(Rows from a pointing dataset)
[Start]

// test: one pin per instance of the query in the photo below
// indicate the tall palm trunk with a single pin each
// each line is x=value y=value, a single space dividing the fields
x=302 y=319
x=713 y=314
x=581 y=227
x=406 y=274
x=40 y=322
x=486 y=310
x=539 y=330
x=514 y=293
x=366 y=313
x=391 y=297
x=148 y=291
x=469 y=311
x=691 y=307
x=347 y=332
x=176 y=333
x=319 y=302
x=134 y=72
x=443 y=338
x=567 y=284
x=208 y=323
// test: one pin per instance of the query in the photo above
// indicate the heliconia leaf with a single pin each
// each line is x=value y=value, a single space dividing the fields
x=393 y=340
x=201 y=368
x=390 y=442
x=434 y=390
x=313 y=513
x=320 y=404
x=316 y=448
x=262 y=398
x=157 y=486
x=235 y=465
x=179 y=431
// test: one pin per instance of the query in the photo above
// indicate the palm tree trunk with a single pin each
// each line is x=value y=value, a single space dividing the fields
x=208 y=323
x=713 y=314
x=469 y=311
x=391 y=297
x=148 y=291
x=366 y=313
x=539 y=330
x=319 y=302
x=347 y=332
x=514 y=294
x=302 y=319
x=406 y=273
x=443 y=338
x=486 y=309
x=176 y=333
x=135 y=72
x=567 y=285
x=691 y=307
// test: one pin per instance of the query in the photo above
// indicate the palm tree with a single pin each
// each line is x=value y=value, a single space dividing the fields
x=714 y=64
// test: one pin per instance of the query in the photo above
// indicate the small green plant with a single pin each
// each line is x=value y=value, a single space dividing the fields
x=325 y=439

[End]

**WHAT YOU NEED TO DO:**
Rewrite all the items above, replacing every "pin" with "marker" and leaving everything else unchanged.

**IN RESPONSE:**
// test: one marker per instance of the query in the photo below
// indicate the tall palm trunk with a single marker each
// each line is x=value y=value, a single space dividing the fields
x=302 y=319
x=713 y=314
x=581 y=227
x=406 y=274
x=40 y=322
x=486 y=310
x=539 y=330
x=514 y=293
x=366 y=313
x=391 y=297
x=148 y=291
x=469 y=311
x=691 y=307
x=347 y=332
x=176 y=333
x=319 y=302
x=134 y=72
x=443 y=338
x=567 y=284
x=208 y=323
// test: one marker per instance of the query in the photo above
// indicate the heliconia leaf with a single marker each
// each line is x=value y=value, a single space dividing the fields
x=393 y=340
x=201 y=368
x=390 y=442
x=434 y=390
x=313 y=513
x=320 y=404
x=316 y=448
x=262 y=398
x=157 y=486
x=235 y=465
x=179 y=431
// test: one marker per instance of the query in the photo above
// indicate the palm tree trunk with a single marker each
// each line is x=value y=value, a single space dividing the fields
x=208 y=323
x=713 y=314
x=469 y=311
x=391 y=297
x=148 y=291
x=366 y=313
x=539 y=330
x=319 y=302
x=347 y=332
x=514 y=294
x=302 y=319
x=406 y=273
x=443 y=338
x=486 y=309
x=176 y=333
x=135 y=72
x=567 y=285
x=691 y=307
// test: one marker per instance of the query in the photo above
// indicate the palm tree with a single marker each
// each line is x=value y=value, a single space dividing the fields
x=714 y=64
// test: one marker per instance of the query in the photo above
// indicate the small green plant with a single marker each
// each line is x=value y=value, a single space dividing the fields
x=325 y=439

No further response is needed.